## TASK BRIEF
Please retype the records below exactly, leaving out any pictures.

━━━━━━

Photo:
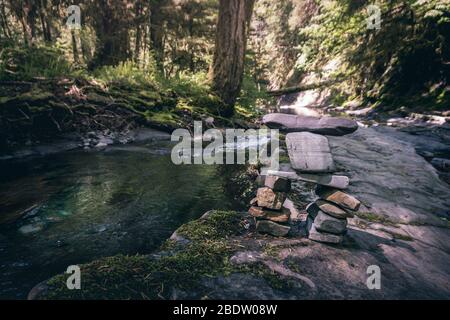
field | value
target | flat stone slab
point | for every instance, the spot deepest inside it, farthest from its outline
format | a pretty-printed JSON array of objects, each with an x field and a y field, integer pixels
[
  {"x": 272, "y": 215},
  {"x": 333, "y": 210},
  {"x": 309, "y": 152},
  {"x": 272, "y": 228},
  {"x": 326, "y": 223},
  {"x": 326, "y": 125},
  {"x": 315, "y": 235},
  {"x": 338, "y": 197},
  {"x": 338, "y": 182},
  {"x": 277, "y": 183}
]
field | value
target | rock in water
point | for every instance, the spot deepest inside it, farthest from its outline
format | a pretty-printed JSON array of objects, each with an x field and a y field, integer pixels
[
  {"x": 309, "y": 152},
  {"x": 294, "y": 213},
  {"x": 338, "y": 182},
  {"x": 278, "y": 183},
  {"x": 326, "y": 125},
  {"x": 313, "y": 210},
  {"x": 333, "y": 210},
  {"x": 272, "y": 215},
  {"x": 326, "y": 223},
  {"x": 338, "y": 197},
  {"x": 270, "y": 199},
  {"x": 315, "y": 235},
  {"x": 275, "y": 229}
]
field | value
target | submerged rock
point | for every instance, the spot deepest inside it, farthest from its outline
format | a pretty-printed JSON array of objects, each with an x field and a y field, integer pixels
[
  {"x": 338, "y": 182},
  {"x": 270, "y": 199},
  {"x": 325, "y": 125},
  {"x": 278, "y": 183}
]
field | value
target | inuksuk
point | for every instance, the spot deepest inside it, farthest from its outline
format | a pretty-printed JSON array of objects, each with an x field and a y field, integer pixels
[
  {"x": 310, "y": 161},
  {"x": 268, "y": 207}
]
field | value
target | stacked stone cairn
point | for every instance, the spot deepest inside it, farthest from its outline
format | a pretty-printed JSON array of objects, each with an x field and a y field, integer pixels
[
  {"x": 312, "y": 161},
  {"x": 269, "y": 209}
]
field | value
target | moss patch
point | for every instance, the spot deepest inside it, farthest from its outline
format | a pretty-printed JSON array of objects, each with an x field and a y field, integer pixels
[{"x": 213, "y": 240}]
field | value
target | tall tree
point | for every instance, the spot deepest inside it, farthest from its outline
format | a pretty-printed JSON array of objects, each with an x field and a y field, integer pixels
[
  {"x": 111, "y": 23},
  {"x": 227, "y": 69},
  {"x": 157, "y": 30}
]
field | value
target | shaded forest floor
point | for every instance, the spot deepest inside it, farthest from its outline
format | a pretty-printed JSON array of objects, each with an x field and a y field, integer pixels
[{"x": 40, "y": 111}]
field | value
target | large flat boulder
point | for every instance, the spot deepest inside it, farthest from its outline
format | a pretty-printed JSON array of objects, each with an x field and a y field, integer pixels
[
  {"x": 272, "y": 228},
  {"x": 316, "y": 235},
  {"x": 338, "y": 197},
  {"x": 309, "y": 152},
  {"x": 272, "y": 215},
  {"x": 326, "y": 125},
  {"x": 326, "y": 223}
]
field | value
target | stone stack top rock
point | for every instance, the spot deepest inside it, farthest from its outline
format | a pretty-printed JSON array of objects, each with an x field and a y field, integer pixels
[
  {"x": 326, "y": 125},
  {"x": 278, "y": 184},
  {"x": 309, "y": 153},
  {"x": 269, "y": 199},
  {"x": 339, "y": 198}
]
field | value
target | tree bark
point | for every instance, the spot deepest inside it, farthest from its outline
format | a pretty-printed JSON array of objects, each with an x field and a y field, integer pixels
[
  {"x": 157, "y": 31},
  {"x": 111, "y": 28},
  {"x": 227, "y": 69}
]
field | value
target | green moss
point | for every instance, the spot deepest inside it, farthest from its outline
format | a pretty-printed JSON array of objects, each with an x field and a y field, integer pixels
[
  {"x": 217, "y": 225},
  {"x": 139, "y": 277},
  {"x": 369, "y": 216}
]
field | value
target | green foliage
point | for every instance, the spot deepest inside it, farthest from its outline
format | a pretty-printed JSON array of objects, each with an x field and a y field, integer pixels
[
  {"x": 405, "y": 57},
  {"x": 26, "y": 63},
  {"x": 128, "y": 72},
  {"x": 253, "y": 98}
]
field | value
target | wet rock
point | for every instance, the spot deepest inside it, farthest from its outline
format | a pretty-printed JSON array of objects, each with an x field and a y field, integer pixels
[
  {"x": 333, "y": 210},
  {"x": 441, "y": 164},
  {"x": 326, "y": 223},
  {"x": 272, "y": 215},
  {"x": 295, "y": 214},
  {"x": 315, "y": 235},
  {"x": 260, "y": 180},
  {"x": 338, "y": 197},
  {"x": 309, "y": 152},
  {"x": 278, "y": 183},
  {"x": 338, "y": 182},
  {"x": 270, "y": 199},
  {"x": 325, "y": 125},
  {"x": 313, "y": 210},
  {"x": 272, "y": 228}
]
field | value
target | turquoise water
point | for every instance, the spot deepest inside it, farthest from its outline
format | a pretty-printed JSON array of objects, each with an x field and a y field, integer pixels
[{"x": 74, "y": 207}]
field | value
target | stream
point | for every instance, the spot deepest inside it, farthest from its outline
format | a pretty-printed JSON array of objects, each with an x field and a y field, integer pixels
[{"x": 74, "y": 207}]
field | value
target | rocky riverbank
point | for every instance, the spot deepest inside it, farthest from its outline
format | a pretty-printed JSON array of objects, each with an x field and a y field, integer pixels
[{"x": 402, "y": 226}]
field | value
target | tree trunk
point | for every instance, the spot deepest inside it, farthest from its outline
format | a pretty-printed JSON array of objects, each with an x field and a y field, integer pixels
[
  {"x": 227, "y": 69},
  {"x": 111, "y": 28},
  {"x": 76, "y": 58},
  {"x": 138, "y": 40},
  {"x": 157, "y": 31}
]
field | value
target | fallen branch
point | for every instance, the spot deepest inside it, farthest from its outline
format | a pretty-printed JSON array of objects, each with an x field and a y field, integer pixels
[{"x": 305, "y": 87}]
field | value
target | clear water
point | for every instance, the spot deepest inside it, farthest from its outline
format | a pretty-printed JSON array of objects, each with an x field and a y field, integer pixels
[{"x": 85, "y": 205}]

━━━━━━

## TASK RESULT
Photo:
field | value
target | flat stone slab
point | for every instance, the spot deepest inside it, farthest from its outline
format | a pretty-printed JSON array of objects, each with an x field and a y field, integer pixels
[
  {"x": 272, "y": 215},
  {"x": 333, "y": 210},
  {"x": 309, "y": 152},
  {"x": 272, "y": 228},
  {"x": 326, "y": 223},
  {"x": 326, "y": 125},
  {"x": 315, "y": 235},
  {"x": 338, "y": 197},
  {"x": 338, "y": 182},
  {"x": 277, "y": 183}
]
field | value
target | rock in water
point | for every instance, the spot deepest inside it, farthest from its outline
format | a pretty-printed JSON array of objects, each with an x field and a y field, integer pixels
[
  {"x": 309, "y": 152},
  {"x": 294, "y": 213},
  {"x": 338, "y": 182},
  {"x": 278, "y": 183},
  {"x": 326, "y": 125},
  {"x": 313, "y": 210},
  {"x": 333, "y": 210},
  {"x": 272, "y": 215},
  {"x": 326, "y": 223},
  {"x": 338, "y": 197},
  {"x": 270, "y": 199},
  {"x": 315, "y": 235},
  {"x": 275, "y": 229}
]
field | value
target | submerged rock
point | for every instance, the spot deepest inside it, farthest from its outline
format | a pretty-printed JSON array of objects, each with an x field and a y field, integer pixels
[
  {"x": 338, "y": 182},
  {"x": 270, "y": 199},
  {"x": 325, "y": 125},
  {"x": 278, "y": 183}
]
field | value
target | inuksuk
point | for every instance, the spot deepest inside it, farthest from its outline
format | a pretty-printed JSON array of objects, each with an x field and a y field, integer pixels
[
  {"x": 310, "y": 161},
  {"x": 268, "y": 207}
]
field | value
target | stacked stone cairn
point | for every instance, the spot deepest inside it, farthest from its outline
format | a pretty-printed JSON array of objects, each with an x field and a y field, integer pixels
[
  {"x": 312, "y": 161},
  {"x": 269, "y": 209}
]
field | value
target | moss patch
point | for every instance, the spot deepest inside it, farthest from its outline
format | a pretty-printed JSON array of objects, each with an x field and a y field, integer pixels
[{"x": 213, "y": 240}]
field | value
target | tall tree
point | for every instance, the spot deepest inside it, farthest from its outline
format | a pretty-printed JSON array of objects, each with an x field and a y field, integer pixels
[
  {"x": 111, "y": 23},
  {"x": 227, "y": 69},
  {"x": 157, "y": 30}
]
field | value
target | shaded forest floor
point | for every instance, the spot deepest inside it, farthest from its outline
format | a pretty-printed JSON array of objects, each with an x field and a y field, integer pixels
[{"x": 40, "y": 111}]
field | value
target | large flat boulder
point | for every instance, the spot deepest inside it, farthest from its outline
format | a pretty-printed JSON array of objects, each with an x field and a y field, integer pixels
[
  {"x": 272, "y": 228},
  {"x": 316, "y": 235},
  {"x": 338, "y": 197},
  {"x": 309, "y": 152},
  {"x": 272, "y": 215},
  {"x": 326, "y": 125},
  {"x": 326, "y": 223}
]
field | value
target | stone stack top rock
point | for every instance, the spot deepest inside it, farthest from its outline
format | a pretty-printed JSON array of objects, each with an x field and a y field, integer pixels
[
  {"x": 326, "y": 125},
  {"x": 278, "y": 184},
  {"x": 309, "y": 153},
  {"x": 269, "y": 199},
  {"x": 339, "y": 198}
]
field | value
target | tree bark
point | for every instance, the spot deepest inside it, farthest from its outline
format | a pretty-printed JSON array of objects, each with an x field and a y field, integer pixels
[
  {"x": 157, "y": 31},
  {"x": 111, "y": 28},
  {"x": 227, "y": 69}
]
field | value
target | green moss
point | for every instance, the spot deepest inside it, farthest from its outline
format | a pretty-printed JSON array of objects, each with an x field and a y field, integer pixels
[
  {"x": 217, "y": 225},
  {"x": 139, "y": 277},
  {"x": 369, "y": 216}
]
field | value
target | green foliage
point | for every instance, the spot deepest inside it, farthest from its outline
format | a pretty-printed JSON array of objects, each with an x field and a y field, integer pixels
[
  {"x": 405, "y": 57},
  {"x": 26, "y": 63},
  {"x": 128, "y": 72},
  {"x": 253, "y": 98}
]
field | value
target | wet rock
point | for every instance, the spot deepest inside it, farthest from its outline
format | a pretty-printed JSON array of objects, each with an x field and a y field, integer pixels
[
  {"x": 333, "y": 210},
  {"x": 441, "y": 164},
  {"x": 326, "y": 223},
  {"x": 272, "y": 215},
  {"x": 295, "y": 214},
  {"x": 315, "y": 235},
  {"x": 260, "y": 180},
  {"x": 338, "y": 197},
  {"x": 309, "y": 152},
  {"x": 278, "y": 183},
  {"x": 338, "y": 182},
  {"x": 270, "y": 199},
  {"x": 325, "y": 125},
  {"x": 313, "y": 210},
  {"x": 272, "y": 228}
]
field | value
target | turquoise water
point | for every instance, the spot deepest inside it, farthest from its outline
format | a pretty-printed JSON array of objects, each with an x field and a y field, integer pixels
[{"x": 74, "y": 207}]
field | value
target | stream
point | for every instance, the spot deepest inside it, farthest from its outline
format | a pretty-printed JSON array of objects, each with an x field and a y field, integer pixels
[{"x": 74, "y": 207}]
field | value
target | rocky riverbank
point | for every instance, the spot deepest inside it, farthest from its outline
format | a pretty-printed JSON array of objects, each with an x field and a y field, integer pixels
[{"x": 402, "y": 226}]
field | value
target | tree trunk
point | for every instance, the spot deepest inside it, farthest from its outline
format | a pretty-printed JSON array of objects, each with an x field and a y field, integer pixels
[
  {"x": 227, "y": 69},
  {"x": 111, "y": 28},
  {"x": 76, "y": 58},
  {"x": 138, "y": 40},
  {"x": 157, "y": 31}
]
field | value
target | fallen branch
point | for every instance, the spot deepest inside it, farthest from its outline
format | a pretty-printed JSON array of objects, each with an x field and a y field, integer pixels
[{"x": 305, "y": 87}]
field | value
target | clear water
point | for every instance, the spot deepest inside it, farthest from its outline
format | a pretty-printed JSON array of objects, each with an x field and a y field, integer pixels
[{"x": 85, "y": 205}]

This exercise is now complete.